* **Excerpt to read**
== == ==
In this paper, a typical aerospace thin-walled tubular component with non-axisymmetric inner ribs, made of Ti6Al4V, is selected as the research object, and its HIP process is numerically simulated, in order to investigate the densification behavior and the effects of sintering temperature, pressure, and holding time on the relative density of the non-axisymmetric component.

2. Numerical Modeling

2.1. Geometric Modeling and Meshing

The geometric models of the Ti6Al4V thin-walled tubular component with non-axisymmetric inner ribs, can, and core were constructed with SolidWorks 2022 software, as shown in Figure 1a–c. The can was made of 304 stainless steel, with the wall thickness set as 4 mm. The core was made of high-strength graphite, which was set as a rigid body in the finite element simulation and was not assigned material properties, and consequently, the core was not meshed. Because the geometry of the Ti6Al4V thin-walled tubular component with inner ribs was not symmetrical, the whole model was used for meshing and finite element analysis. Ignoring the effects of degassing holes, the length of the assembly, and the weld joint connecting the end caps to the sidewalls of the can, the mesh was made up of two components: the can and the Ti6Al4V compact, as shown in Figure 1d,e. An eight-node hexahedral element and a six-node tetrahedral element were selected for can meshing and powder meshing, respectively. The model was divided into 139,081 elements, including 15,600 can elements and 123,481 powder elements.
== == ==
[Records of labeled boxes]
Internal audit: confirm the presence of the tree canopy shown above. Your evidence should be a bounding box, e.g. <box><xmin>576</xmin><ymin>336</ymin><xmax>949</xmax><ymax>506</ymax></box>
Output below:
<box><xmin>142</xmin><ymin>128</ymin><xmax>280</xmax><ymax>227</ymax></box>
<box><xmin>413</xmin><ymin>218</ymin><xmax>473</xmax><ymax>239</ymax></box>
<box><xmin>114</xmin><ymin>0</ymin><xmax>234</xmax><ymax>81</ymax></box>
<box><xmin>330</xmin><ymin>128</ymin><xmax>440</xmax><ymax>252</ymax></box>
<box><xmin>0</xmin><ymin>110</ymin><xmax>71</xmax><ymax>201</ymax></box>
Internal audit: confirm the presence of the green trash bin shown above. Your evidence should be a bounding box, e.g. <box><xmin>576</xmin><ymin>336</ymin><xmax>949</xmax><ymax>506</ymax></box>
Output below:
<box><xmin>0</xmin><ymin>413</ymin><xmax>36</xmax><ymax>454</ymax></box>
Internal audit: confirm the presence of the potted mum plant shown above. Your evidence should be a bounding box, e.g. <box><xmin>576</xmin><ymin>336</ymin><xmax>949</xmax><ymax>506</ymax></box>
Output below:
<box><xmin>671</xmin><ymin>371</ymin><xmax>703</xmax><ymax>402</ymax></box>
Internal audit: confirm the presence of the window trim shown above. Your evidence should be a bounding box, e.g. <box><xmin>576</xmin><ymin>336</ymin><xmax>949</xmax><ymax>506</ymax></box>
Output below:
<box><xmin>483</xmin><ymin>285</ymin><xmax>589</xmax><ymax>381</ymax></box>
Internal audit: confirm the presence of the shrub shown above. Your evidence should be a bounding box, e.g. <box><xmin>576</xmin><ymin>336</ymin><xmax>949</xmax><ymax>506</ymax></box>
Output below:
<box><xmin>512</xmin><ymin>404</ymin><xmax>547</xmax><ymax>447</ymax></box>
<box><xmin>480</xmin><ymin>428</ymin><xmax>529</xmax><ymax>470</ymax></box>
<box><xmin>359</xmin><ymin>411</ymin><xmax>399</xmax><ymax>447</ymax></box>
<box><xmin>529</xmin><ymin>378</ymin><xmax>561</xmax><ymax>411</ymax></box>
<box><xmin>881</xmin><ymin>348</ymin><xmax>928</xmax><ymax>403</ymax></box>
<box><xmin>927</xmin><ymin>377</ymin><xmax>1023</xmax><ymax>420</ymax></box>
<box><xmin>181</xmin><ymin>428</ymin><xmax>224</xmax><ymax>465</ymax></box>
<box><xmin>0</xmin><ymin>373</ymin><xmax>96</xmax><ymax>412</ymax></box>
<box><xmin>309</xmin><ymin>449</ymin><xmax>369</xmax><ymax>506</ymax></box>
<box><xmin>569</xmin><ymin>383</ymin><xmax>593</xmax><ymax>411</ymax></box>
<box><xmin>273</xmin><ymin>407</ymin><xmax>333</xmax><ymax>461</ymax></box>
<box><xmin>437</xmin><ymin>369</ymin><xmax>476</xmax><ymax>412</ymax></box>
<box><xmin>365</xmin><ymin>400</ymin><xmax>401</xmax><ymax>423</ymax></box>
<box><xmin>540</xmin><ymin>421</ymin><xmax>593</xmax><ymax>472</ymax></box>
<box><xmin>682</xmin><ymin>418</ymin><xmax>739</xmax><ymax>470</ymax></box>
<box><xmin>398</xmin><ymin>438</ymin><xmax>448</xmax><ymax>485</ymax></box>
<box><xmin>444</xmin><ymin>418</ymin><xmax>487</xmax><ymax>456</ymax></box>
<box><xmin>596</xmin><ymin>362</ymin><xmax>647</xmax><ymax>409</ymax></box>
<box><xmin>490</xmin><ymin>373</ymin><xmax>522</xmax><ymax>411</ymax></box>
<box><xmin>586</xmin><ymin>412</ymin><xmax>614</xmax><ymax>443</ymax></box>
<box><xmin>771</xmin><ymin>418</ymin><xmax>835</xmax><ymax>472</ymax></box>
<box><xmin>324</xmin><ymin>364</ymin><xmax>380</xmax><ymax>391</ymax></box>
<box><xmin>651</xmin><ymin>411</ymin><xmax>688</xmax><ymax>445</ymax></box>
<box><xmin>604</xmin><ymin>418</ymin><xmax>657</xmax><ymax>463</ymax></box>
== == ==
* **To-do list**
(1) List the effects that the HIP modeling excerpt says were ignored when the mesh was built.
(2) Pick up the HIP modeling excerpt after its final sentence and continue it.

* **Results for each task**
(1)
- Degassing holes
- The length of the assembly
- The weld joint connecting the end caps to the sidewalls of the can

(2)
2.2. Plasticity Theory of Titanium Alloy Powder HIP

During HIP processing, the dense 304 stainless steel can and non-dense Ti6Al4V compact both can be deformed under the high temperature and high stress. Therefore, according to the mechanics of continuous media, both the 304 stainless steel can and Ti6Al4V compact are considered as compressible continuous media. In this research, the von Mises yield criterion and Shima–Oyane yield criterion were selected to describe the yield and deformation phenomena during HIP for the dense 304 stainless steel can and the non-dense Ti6Al4V compact, respectively.

The von Mises yield criterion can accurately describe the yield characteristics of dense materials, and the yield criterion expression is defined as follows:

$${\sigma }_s={\displaystyle \frac{1}{\sqrt{2}}}{\left[{\left({\sigma }_1-{\sigma }_2\right)}^2+{\left({\sigma }_2-{\sigma }_3\right)}^2+{\left({\sigma }_3-{\sigma }_1\right)}^2\right]}^{{\displaystyle \frac{1}{2}}}$$

(1)

where σ₁, σ₂, and σ₃ are the principal stresses, and σ_s is the yield stress of the dense materials.

There are significant differences in the yield and deformation features between the dense and non-dense materials. The yield criterion expression of the non-dense materials is defined as follows:

$$F={\left(U{J}_2^{\prime }+W{J}_1^2\right)}^{{\displaystyle \frac{1}{2}}}={\delta }^{{\displaystyle \frac{1}{2}}}{\sigma }_F$$

(2)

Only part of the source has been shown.